Point placement records
[start]

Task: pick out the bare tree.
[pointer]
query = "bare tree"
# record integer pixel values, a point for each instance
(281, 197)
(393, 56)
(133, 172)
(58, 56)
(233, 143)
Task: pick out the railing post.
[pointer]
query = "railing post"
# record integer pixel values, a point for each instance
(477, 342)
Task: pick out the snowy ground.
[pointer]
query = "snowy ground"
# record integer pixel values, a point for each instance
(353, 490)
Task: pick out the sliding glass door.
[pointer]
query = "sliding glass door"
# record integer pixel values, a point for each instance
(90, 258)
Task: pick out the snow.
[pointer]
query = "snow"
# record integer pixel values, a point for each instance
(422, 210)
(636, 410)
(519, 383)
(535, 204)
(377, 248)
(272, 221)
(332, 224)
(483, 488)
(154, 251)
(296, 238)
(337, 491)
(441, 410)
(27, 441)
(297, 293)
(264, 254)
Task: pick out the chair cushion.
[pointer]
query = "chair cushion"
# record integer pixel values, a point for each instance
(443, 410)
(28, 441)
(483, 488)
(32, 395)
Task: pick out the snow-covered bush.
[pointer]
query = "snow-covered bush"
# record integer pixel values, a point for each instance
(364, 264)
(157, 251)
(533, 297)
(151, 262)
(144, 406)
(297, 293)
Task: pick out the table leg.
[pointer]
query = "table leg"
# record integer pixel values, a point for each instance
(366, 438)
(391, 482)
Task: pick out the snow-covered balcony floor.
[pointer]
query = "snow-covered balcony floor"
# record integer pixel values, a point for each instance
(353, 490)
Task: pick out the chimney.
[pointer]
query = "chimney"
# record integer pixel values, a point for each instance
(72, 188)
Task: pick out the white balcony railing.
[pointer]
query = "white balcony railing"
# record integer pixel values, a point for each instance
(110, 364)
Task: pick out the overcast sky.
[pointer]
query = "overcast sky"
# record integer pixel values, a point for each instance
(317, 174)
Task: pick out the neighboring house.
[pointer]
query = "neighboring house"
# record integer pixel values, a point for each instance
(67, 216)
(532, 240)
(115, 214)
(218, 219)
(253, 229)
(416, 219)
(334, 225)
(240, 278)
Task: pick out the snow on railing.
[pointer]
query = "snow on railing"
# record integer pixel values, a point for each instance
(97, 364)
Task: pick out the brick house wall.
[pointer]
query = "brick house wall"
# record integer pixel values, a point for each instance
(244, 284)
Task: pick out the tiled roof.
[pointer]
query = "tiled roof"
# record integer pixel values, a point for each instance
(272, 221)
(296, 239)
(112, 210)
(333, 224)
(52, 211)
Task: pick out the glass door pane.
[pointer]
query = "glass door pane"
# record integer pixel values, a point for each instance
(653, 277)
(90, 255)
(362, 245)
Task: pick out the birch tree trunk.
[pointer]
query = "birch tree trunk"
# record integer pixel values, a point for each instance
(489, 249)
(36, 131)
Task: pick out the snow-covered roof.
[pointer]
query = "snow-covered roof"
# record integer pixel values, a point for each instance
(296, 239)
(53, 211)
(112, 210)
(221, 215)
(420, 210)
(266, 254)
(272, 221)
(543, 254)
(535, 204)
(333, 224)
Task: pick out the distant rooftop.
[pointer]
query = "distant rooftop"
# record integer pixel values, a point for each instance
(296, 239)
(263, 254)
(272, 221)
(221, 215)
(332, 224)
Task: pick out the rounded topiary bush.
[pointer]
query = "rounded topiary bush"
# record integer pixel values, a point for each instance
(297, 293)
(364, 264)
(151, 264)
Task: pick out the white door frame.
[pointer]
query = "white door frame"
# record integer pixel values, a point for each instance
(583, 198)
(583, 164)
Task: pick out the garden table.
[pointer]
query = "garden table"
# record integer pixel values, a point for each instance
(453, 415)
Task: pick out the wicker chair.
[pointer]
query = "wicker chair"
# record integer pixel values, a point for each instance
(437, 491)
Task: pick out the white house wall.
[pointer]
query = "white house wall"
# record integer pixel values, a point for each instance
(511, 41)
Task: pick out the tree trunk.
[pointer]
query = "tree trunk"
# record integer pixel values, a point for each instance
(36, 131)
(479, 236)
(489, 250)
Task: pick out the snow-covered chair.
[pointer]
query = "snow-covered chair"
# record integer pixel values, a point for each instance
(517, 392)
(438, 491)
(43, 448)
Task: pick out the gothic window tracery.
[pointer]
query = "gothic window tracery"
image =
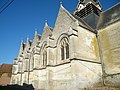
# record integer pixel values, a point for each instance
(64, 49)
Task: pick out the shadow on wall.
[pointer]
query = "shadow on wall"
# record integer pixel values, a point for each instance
(17, 87)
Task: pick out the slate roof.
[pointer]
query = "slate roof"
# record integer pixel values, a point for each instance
(109, 16)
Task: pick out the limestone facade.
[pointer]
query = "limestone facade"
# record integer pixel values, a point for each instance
(72, 55)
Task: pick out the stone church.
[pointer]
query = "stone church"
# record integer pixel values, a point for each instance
(81, 51)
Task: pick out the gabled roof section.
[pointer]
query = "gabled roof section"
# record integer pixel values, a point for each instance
(46, 31)
(65, 18)
(108, 17)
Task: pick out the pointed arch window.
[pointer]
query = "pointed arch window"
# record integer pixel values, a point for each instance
(64, 49)
(62, 52)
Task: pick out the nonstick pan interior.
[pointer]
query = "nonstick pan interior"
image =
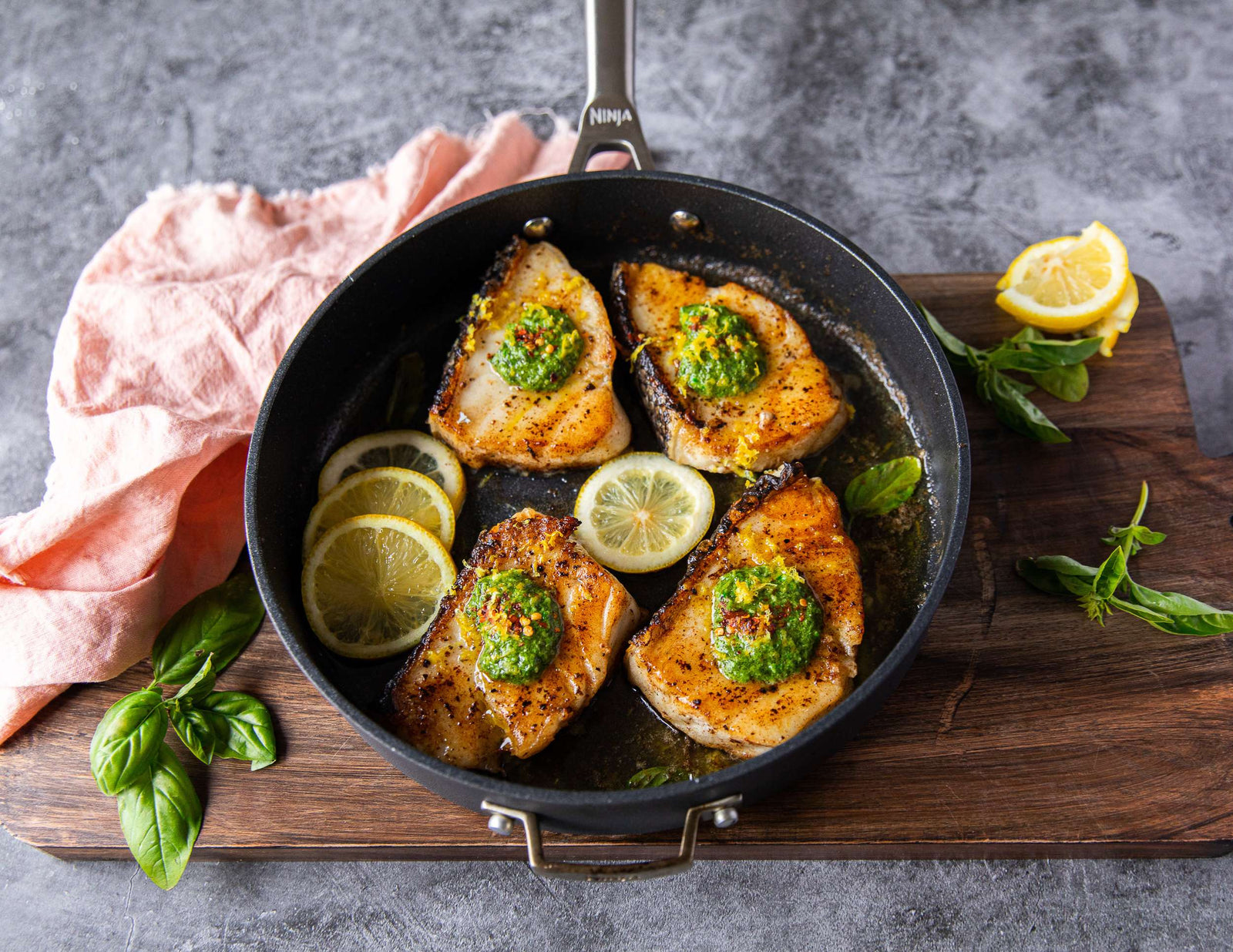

[end]

*SHORT EXERCISE*
Please pick out every line in the records above that contains the word "frame", and copy each of those lines. Case counts.

*RIGHT ANSWER*
Task: pick out the white door frame.
query = "white door frame"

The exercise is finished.